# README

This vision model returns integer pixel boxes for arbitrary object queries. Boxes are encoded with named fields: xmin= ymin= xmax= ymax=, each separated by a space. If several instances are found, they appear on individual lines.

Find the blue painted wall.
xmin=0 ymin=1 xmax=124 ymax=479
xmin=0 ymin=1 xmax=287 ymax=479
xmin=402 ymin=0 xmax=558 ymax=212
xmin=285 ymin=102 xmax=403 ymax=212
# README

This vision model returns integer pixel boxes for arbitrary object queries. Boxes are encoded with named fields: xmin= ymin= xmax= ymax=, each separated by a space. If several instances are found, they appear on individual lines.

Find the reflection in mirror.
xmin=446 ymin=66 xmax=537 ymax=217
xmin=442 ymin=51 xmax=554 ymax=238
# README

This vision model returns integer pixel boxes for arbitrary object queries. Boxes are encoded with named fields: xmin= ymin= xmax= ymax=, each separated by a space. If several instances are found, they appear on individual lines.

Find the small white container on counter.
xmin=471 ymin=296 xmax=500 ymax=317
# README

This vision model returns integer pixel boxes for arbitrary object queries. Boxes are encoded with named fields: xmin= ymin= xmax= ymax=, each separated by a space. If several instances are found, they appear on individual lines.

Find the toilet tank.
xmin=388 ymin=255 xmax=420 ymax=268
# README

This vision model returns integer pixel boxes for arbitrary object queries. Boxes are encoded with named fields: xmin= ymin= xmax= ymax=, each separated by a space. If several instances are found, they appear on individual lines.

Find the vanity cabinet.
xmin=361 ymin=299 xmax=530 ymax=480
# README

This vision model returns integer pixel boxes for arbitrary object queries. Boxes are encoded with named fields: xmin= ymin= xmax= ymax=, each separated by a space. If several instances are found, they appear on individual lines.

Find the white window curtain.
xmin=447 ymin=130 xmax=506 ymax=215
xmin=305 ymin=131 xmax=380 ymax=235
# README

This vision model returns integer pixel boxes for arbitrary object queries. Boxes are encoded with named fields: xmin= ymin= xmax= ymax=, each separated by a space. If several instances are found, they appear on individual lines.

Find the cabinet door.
_ _ _
→ **EXERCISE GOAL**: Copy these rows out again line for line, leaving every character as it is.

→ **CORRECT RESPONSE**:
# README

This vision model returns integer pixel boxes for arbitrary object queries. Boxes are encoded with named fields: xmin= ymin= xmax= ymax=, each separated by a space. If several instances are found, they appear on individual lines.

Find the blue painted wall.
xmin=0 ymin=1 xmax=124 ymax=479
xmin=0 ymin=1 xmax=287 ymax=479
xmin=402 ymin=0 xmax=558 ymax=212
xmin=285 ymin=102 xmax=403 ymax=212
# README

This vision model returns integer pixel boxes for arbitrary object queries. Boxes are encoded with named fields: xmin= ymin= xmax= ymax=, each separated by a space. If several instances are found, they appear on individual lines.

Find the reflection in mirror.
xmin=446 ymin=66 xmax=537 ymax=217
xmin=442 ymin=51 xmax=554 ymax=238
# README

This vision model returns integer pixel boxes for arbitrary object queries. Boxes are encoded with named fields: xmin= ymin= xmax= ymax=, each separated by a space. If several instances are found, they appear on individual lines.

Find the small white container on counter.
xmin=471 ymin=296 xmax=500 ymax=317
# README

This vision model returns integer pixel boxes for arbitrary object queries. Boxes are encoded with named fields: xmin= ymin= xmax= ymax=, each separated by a space. If several instances are found, they appear on individual lines.

Find the toilet tank.
xmin=388 ymin=255 xmax=420 ymax=268
# README

This vision model returns integer pixel boxes for arbitrary object queries. Boxes are encoded with named fields: xmin= ymin= xmax= ymax=, each separated by a space. If several instances are found, they appear on individual lines.

Find the vanity cabinet.
xmin=361 ymin=299 xmax=530 ymax=480
# README

This vision model returns integer pixel boxes for arbitrary object queries. Boxes are encoded with named fields: xmin= ymin= xmax= ymax=, each separated by a space. If several instances are found, they appear on individual lines.

Find the white window curtain.
xmin=447 ymin=130 xmax=506 ymax=215
xmin=305 ymin=131 xmax=380 ymax=235
# README

This vision model returns integer pixel boxes for arbitrary object queries. Boxes are encoded with named fields: xmin= ymin= xmax= ymax=, each separated by a space. If several instances are found, they appear on individual lines.

Find the cabinet door.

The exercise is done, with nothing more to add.